What you have to do | With all images left out, restate the records below exactly as written.

Data supplied |
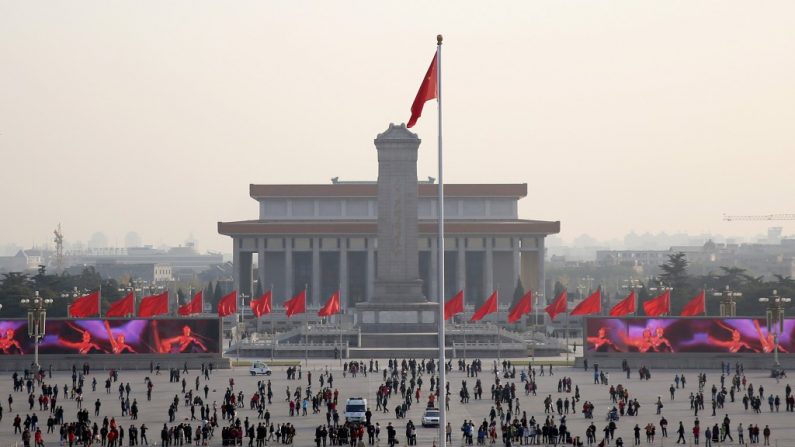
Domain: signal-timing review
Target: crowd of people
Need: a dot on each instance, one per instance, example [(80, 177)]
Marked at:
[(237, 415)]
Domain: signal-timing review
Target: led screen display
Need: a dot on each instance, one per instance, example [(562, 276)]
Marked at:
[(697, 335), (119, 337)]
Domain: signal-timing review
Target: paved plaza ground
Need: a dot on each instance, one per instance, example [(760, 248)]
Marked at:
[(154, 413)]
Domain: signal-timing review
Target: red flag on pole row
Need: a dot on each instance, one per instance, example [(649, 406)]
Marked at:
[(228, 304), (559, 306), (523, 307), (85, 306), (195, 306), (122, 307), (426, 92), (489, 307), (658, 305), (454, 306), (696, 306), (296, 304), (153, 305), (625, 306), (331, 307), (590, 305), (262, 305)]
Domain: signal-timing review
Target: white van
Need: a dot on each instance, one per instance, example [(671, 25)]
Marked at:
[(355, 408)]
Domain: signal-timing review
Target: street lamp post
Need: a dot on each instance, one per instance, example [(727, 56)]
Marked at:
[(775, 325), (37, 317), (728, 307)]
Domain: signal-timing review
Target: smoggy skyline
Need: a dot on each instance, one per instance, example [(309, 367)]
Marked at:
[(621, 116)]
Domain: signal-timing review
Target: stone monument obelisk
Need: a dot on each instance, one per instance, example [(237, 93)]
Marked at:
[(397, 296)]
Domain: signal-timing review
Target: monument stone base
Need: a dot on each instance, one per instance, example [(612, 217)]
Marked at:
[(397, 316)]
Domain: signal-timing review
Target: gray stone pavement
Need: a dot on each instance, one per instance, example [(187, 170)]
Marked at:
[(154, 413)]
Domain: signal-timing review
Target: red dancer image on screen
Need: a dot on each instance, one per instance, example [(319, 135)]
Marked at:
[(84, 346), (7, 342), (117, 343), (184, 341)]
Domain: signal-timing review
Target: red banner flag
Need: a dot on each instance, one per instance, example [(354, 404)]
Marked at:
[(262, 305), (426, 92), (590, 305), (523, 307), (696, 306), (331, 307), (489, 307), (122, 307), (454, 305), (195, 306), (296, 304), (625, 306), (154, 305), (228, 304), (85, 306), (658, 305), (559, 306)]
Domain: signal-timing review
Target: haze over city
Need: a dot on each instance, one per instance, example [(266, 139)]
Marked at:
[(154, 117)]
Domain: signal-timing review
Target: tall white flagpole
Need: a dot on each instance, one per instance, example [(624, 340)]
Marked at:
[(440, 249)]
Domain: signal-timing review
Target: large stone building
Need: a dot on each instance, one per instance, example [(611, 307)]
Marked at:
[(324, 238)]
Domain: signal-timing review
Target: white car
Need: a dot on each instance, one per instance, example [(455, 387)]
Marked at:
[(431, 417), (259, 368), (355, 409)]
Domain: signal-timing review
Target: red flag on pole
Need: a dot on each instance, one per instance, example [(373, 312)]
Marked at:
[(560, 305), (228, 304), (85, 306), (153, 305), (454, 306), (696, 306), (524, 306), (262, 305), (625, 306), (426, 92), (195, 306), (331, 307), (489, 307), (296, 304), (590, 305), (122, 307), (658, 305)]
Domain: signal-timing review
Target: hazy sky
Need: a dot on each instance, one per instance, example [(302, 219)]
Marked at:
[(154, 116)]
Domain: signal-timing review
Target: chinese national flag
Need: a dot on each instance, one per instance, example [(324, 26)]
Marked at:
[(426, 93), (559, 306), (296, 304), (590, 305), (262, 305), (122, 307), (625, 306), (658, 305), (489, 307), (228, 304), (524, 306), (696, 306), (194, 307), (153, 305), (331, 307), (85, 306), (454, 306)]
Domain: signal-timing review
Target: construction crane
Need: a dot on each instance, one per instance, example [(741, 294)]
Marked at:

Solved exercise |
Domain: signal-timing review
Target: crowd of people
Need: a dot on each instance, one per instance, example [(80, 177)]
Marked at:
[(237, 415)]
Domain: signal-timing review
Target: led screen display
Need: a dot on each instance, one per instance, example [(562, 276)]
Marked at:
[(697, 335), (119, 337)]
Domain: signal-timing review
Target: paved plaza ground
Need: a dot on each instance, one per instance, example [(760, 248)]
Marked at:
[(154, 413)]
Domain: signal-timing review
Target: red flag on pole row
Need: a dot on each instance, one per instance, example [(649, 406)]
Marked at:
[(228, 304), (559, 306), (523, 307), (85, 306), (195, 306), (122, 307), (426, 92), (489, 307), (658, 305), (454, 306), (696, 306), (296, 304), (153, 305), (625, 306), (331, 307), (590, 305), (262, 305)]
Domain: signal-timing review
Target: white van
Need: a dot on each instance, one per instance, example [(671, 25)]
Marked at:
[(355, 408)]
Domain: signal-timing review
Target: street lamp post
Need: a dot on each instance, one per instance, example [(727, 56)]
Marked at:
[(775, 325), (37, 317), (728, 307)]
Domain: signal-timing review
Target: smoggy skyline
Need: a dot on each instance, one per instance, example [(309, 367)]
Marked at:
[(621, 116)]
Domain: signal-timing review
Target: stone monument obelisk
Need: a dot on each instance, one per instance, example [(237, 93)]
Marked at:
[(397, 296)]
Domain: signal-timing review
Target: monument stone base
Need: a dot on each instance, one per instance, example [(612, 217)]
Marked at:
[(397, 316)]
Domain: signal-timing review
Target: gray stone pavement
Need: a dot on each instance, one per instance, example [(187, 170)]
Marked at:
[(154, 413)]
Domain: signal-timing review
Target: red dancer image on screen
Need: a dot on each instance, one per instance, example [(319, 135)]
Marked at:
[(84, 346), (7, 342), (117, 343), (184, 341)]
Domain: signal-timing review
Target: red banner flag
Need: a dot on each instance, one per instance, example [(354, 404)]
Marked at:
[(262, 305), (426, 92), (590, 305), (523, 307), (696, 306), (331, 307), (489, 307), (122, 307), (454, 305), (195, 306), (296, 304), (625, 306), (154, 305), (228, 304), (85, 306), (658, 305), (559, 306)]
Domain: signal-timing review
Target: haze over city
Need: a dot on each instance, one per instance, example [(266, 139)]
Marked at:
[(154, 117)]
Domain: signal-timing review
Target: tall white flagpole
Need: a dot on each instance, one per instance, example [(624, 340)]
Marked at:
[(440, 249)]
Domain: signal-timing review
Target: large stone building
Need: a dot on each instance, one per instance, example [(611, 307)]
Marked at:
[(324, 238)]
Domain: signal-timing review
Target: white car
Need: a dot on each instance, one per instance, example [(455, 387)]
Marked at:
[(431, 417), (259, 368), (355, 409)]
Domain: signal-timing review
Target: red flag on pole
Need: a dot on each instance, one per instance, example [(373, 312)]
Marked at:
[(560, 305), (228, 304), (85, 306), (153, 305), (454, 306), (696, 306), (524, 306), (262, 305), (625, 306), (426, 92), (195, 306), (331, 307), (489, 307), (296, 304), (590, 305), (122, 307), (658, 305)]
Domain: signal-timing review
Target: hazy sky
Need: a dot on each instance, one per instance, example [(302, 219)]
Marked at:
[(154, 116)]
Domain: signal-timing review
Target: chinese national flag
Need: a dot on each instance, one per instance, example [(324, 26)]
Marked at:
[(426, 93), (559, 306), (296, 304), (590, 305), (262, 305), (122, 307), (625, 306), (658, 305), (489, 307), (228, 304), (524, 306), (696, 306), (194, 307), (153, 305), (331, 307), (85, 306), (454, 306)]
Domain: signal-timing review
Target: construction crane
Need: a dot on each instance, one per instance, example [(741, 294)]
Marked at:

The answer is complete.